■ **Your task**: The lines to return are those below that contain the word "graphic".
*** Data Section Begins ***
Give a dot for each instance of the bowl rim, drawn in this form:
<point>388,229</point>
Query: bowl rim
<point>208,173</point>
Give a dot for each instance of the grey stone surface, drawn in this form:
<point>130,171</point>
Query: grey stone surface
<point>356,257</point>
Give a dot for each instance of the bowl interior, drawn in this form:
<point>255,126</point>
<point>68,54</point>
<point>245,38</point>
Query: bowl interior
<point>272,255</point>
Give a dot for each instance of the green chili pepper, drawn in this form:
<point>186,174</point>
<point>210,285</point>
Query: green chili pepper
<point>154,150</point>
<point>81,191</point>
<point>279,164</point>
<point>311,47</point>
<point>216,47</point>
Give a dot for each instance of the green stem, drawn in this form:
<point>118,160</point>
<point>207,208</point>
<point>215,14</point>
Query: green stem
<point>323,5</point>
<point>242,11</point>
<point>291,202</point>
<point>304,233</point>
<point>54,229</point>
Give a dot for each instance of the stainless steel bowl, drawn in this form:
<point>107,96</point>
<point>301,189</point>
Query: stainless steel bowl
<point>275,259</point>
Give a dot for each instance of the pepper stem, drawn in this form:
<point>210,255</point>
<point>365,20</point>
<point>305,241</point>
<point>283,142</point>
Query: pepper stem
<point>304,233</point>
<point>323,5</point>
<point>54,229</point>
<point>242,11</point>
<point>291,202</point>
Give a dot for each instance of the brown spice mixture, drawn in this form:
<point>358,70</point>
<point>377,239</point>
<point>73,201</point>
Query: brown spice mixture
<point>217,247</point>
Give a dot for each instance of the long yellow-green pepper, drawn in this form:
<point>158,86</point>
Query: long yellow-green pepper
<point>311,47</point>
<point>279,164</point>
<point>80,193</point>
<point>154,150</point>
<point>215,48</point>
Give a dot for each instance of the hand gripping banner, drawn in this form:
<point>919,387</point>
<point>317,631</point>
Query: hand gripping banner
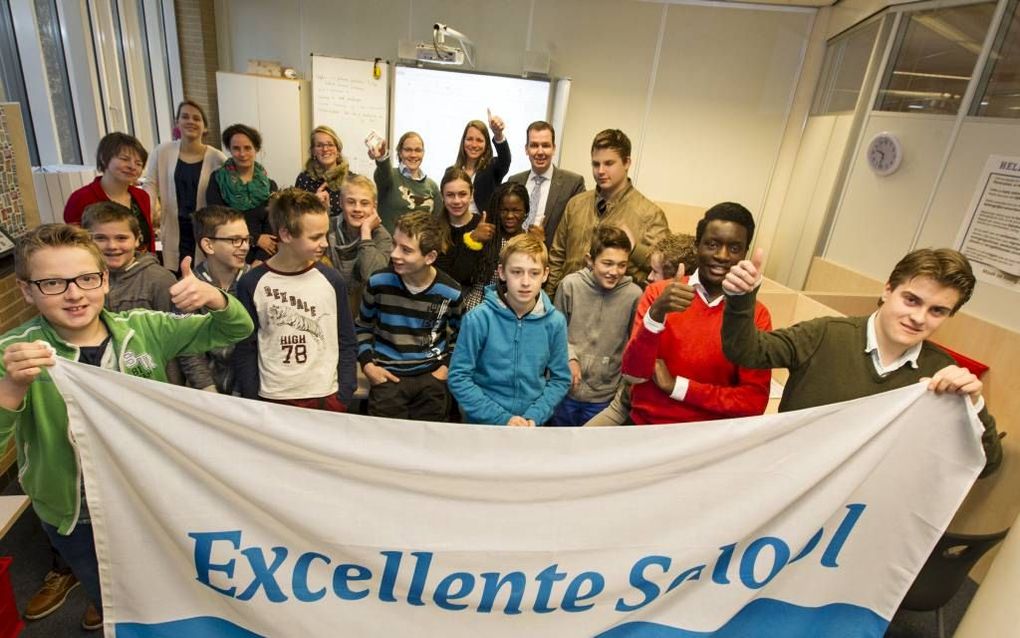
<point>219,517</point>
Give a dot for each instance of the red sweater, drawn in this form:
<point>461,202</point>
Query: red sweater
<point>692,347</point>
<point>92,193</point>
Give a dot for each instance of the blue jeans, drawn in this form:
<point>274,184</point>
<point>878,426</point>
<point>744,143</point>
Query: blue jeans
<point>571,412</point>
<point>79,550</point>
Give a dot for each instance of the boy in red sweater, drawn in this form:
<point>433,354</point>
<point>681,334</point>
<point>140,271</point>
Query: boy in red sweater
<point>678,346</point>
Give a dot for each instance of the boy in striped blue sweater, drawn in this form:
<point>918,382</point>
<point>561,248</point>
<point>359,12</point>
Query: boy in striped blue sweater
<point>408,324</point>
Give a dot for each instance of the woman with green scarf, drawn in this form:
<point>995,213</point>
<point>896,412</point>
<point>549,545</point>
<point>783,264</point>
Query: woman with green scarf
<point>243,185</point>
<point>325,169</point>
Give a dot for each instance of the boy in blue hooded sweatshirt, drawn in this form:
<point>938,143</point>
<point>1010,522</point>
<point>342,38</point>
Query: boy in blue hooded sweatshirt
<point>510,364</point>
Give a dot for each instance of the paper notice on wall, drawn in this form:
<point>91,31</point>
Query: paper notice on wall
<point>990,233</point>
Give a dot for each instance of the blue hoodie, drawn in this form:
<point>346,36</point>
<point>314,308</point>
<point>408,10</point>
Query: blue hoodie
<point>499,367</point>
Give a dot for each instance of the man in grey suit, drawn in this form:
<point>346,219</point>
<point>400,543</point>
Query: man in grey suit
<point>550,188</point>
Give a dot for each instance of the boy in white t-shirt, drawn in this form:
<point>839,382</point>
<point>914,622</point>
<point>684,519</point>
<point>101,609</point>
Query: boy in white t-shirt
<point>303,325</point>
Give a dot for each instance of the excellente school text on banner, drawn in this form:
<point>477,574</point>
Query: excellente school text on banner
<point>220,517</point>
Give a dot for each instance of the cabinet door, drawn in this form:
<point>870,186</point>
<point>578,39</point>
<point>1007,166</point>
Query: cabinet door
<point>238,99</point>
<point>284,148</point>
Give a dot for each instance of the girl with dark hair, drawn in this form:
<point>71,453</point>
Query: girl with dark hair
<point>406,187</point>
<point>176,180</point>
<point>475,157</point>
<point>510,204</point>
<point>242,184</point>
<point>325,169</point>
<point>465,235</point>
<point>120,159</point>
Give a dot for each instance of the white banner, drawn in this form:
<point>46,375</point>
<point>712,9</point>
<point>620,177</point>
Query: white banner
<point>219,517</point>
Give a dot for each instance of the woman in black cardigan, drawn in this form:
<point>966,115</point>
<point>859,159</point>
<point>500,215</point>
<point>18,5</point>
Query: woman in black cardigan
<point>475,158</point>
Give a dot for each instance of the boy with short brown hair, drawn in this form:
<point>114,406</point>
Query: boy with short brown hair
<point>303,351</point>
<point>837,358</point>
<point>404,344</point>
<point>221,236</point>
<point>510,365</point>
<point>599,304</point>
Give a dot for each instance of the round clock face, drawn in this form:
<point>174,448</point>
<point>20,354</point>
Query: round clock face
<point>884,153</point>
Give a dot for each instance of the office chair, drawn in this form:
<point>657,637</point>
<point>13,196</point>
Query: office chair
<point>945,572</point>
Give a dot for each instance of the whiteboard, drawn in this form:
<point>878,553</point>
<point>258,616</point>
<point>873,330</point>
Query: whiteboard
<point>438,103</point>
<point>348,98</point>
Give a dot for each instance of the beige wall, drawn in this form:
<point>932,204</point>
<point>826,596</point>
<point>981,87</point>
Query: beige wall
<point>846,13</point>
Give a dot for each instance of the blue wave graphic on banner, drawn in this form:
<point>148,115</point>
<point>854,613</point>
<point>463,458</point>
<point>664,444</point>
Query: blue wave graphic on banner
*** Data Section Ends ***
■ **Answer box**:
Give a dot for each instance of the blue wave graphic on banner, drawn in this form:
Query: blue wave graphic on banner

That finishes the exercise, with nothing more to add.